• Given request:
Please resume the forum comment on case-insensitive matching in get_close_matches() from the point where it stops, leaving the items that follow it aside.

>> Start Document section

2020-03-08 Thread brian.gallagher


brian.gallagher  added the comment:

I agree that there is an appeal to leaving any normalization to the application 
and that trying guess what people want is a tough hole -- I hadn't even 
considered what casing would mean in a general sense for Unicode.

I'm not entirely convinced that this should be pursued either, but I'll refine 
my proposal, provide a little context in which I thought it could be a problem 
and see what you guys think.

1. Some code is written that assumes get_close_matches() will match on a 
case-insensitive basis. Only a small bit of testing is done because the 
functionality is provided by the standard library not the application code, so 
we throw a few examples like 'apple' and 'ape' and decide it is okay. We later 
on discover we have a bug because we actually need to match against 'AppLE' too.

2. The extension I had in mind was to match on a case-insensitive basis for 
only the alphabet characters. I don't know much about Unicode, but there's 
definitely gotchas lurking in my previous statement (titlecase vs. uppercase)

>> End Document section
>> Start Data supplied

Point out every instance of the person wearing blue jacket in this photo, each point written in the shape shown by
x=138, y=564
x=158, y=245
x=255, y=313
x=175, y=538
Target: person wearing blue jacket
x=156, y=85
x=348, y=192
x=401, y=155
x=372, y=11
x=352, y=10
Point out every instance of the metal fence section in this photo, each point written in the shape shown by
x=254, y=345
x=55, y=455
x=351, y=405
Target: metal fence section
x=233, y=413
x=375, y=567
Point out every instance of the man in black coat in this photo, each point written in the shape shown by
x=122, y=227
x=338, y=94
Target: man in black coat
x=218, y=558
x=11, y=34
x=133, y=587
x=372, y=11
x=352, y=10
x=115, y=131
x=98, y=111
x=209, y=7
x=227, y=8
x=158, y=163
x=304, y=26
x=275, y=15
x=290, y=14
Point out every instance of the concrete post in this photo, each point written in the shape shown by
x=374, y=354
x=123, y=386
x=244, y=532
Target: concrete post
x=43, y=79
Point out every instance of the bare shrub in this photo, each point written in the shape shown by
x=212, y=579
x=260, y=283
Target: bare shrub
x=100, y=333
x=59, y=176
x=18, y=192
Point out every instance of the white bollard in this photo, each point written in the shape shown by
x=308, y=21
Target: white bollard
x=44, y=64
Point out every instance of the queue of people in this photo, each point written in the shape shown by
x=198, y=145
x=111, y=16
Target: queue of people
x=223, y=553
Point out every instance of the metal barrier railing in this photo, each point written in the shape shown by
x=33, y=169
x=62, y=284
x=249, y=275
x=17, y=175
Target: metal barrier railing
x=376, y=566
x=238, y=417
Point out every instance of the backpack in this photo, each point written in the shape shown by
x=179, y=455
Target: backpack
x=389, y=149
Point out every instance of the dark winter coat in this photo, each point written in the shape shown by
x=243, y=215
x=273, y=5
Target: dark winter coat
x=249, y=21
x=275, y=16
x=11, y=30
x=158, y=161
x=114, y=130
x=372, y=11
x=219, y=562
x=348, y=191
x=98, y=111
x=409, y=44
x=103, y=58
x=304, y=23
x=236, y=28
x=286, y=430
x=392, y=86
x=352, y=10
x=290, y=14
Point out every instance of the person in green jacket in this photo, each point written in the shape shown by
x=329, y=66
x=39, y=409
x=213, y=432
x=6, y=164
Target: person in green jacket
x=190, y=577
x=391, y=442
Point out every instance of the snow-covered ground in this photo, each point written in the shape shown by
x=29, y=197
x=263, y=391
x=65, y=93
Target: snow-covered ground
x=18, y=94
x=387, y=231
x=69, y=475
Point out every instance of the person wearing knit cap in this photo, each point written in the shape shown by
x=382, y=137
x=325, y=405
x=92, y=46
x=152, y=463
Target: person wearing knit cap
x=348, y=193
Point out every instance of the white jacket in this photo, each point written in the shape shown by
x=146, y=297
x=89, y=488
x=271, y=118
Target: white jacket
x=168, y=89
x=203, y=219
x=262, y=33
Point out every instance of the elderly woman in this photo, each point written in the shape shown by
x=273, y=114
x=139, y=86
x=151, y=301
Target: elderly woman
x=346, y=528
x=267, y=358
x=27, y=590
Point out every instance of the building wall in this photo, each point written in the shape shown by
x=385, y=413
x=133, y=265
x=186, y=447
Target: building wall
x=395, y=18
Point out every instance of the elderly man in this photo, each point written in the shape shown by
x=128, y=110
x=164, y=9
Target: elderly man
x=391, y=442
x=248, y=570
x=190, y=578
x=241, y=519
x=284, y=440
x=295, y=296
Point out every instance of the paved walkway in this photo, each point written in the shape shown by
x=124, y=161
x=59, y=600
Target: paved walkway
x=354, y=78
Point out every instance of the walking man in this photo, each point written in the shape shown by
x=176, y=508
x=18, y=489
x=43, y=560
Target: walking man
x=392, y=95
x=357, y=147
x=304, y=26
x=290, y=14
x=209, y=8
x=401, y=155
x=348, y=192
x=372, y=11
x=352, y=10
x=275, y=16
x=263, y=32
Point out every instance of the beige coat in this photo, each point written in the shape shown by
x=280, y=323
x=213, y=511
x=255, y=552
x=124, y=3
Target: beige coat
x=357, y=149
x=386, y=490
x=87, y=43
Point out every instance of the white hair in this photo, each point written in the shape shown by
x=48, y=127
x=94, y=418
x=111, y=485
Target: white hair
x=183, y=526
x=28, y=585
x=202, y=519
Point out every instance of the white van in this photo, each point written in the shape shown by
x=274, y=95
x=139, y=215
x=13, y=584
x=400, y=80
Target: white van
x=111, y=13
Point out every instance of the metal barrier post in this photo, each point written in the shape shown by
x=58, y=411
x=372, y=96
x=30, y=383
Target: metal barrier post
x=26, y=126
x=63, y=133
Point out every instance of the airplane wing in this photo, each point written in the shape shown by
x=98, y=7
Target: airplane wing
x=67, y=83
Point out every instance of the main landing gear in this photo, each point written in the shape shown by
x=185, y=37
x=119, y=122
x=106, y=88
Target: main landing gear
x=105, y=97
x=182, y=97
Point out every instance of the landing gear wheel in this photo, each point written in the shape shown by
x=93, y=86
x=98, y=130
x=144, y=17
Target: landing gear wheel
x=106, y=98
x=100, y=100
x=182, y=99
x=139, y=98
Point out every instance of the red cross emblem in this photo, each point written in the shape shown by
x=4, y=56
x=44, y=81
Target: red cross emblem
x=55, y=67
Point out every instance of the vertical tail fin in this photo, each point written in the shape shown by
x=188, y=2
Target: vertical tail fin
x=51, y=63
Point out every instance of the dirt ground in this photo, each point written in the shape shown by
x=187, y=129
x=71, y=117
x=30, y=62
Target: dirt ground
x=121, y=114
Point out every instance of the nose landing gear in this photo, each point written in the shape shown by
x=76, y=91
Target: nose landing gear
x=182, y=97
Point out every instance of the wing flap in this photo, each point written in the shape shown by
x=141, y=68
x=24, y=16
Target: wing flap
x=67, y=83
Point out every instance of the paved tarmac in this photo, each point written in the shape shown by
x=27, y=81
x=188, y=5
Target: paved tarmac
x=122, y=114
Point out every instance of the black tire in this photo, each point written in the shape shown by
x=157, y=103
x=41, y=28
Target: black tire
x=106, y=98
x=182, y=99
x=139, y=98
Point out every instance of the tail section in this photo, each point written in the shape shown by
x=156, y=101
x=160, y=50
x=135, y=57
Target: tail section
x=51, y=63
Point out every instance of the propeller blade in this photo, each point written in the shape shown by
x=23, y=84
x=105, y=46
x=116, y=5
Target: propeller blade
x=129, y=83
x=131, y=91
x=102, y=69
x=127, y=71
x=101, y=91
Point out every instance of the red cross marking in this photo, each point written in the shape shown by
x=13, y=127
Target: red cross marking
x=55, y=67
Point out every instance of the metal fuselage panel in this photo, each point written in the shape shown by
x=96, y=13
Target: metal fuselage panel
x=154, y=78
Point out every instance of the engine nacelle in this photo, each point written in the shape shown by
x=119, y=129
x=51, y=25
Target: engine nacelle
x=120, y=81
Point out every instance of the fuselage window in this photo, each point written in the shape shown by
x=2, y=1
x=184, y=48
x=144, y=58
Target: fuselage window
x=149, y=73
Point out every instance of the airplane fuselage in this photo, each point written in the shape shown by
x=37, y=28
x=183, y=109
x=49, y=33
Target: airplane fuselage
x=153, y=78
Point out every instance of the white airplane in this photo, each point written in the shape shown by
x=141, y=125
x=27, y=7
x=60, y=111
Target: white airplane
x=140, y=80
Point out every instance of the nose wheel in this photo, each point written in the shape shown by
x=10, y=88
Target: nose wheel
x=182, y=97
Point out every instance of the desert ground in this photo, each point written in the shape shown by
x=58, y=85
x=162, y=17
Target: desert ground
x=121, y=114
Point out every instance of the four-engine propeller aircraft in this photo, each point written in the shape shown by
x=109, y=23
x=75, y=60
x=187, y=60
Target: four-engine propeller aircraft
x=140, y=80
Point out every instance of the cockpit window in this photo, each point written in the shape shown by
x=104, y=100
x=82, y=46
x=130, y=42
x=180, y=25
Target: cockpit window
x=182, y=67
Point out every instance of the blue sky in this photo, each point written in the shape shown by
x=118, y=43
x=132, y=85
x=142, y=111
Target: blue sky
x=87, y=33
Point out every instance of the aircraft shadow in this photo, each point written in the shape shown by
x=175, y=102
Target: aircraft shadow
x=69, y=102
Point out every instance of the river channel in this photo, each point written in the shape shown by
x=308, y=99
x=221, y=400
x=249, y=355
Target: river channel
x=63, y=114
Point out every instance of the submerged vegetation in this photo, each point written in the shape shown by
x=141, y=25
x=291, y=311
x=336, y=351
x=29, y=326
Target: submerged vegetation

>> End Data supplied

• Task output:
so copying the behaviour of string.upper()/string.lower() would seem reasonable 
to me. The functionality would only be extended to match the same strings it 
would anyways, but now ignore casing. We wouldn't be eliminating any existing 
matches. I guess this still has the potential to be a breaking change, since 
someone might indirectly be depending on this.

For 1., not testing that your code can handle mixed case comparisons in the way 
you're assuming it will is probably your own fault. On the other hand, I think 
it is a reasonable assumption to think that get_close_matches() will match an 
uppercase/lowercase counterpart since the function's intent is to provide 
intuitive matches that "look right" to a human. 

Maybe this is more of a documentation issue than something that needs to be 
addressed in the code. If a caveat about the case sensitivity of the function 
is added to the documentation, then a developer can be aware of the limitation 
in order to provide any normalization they want in the application code.

Let me know what you guys think.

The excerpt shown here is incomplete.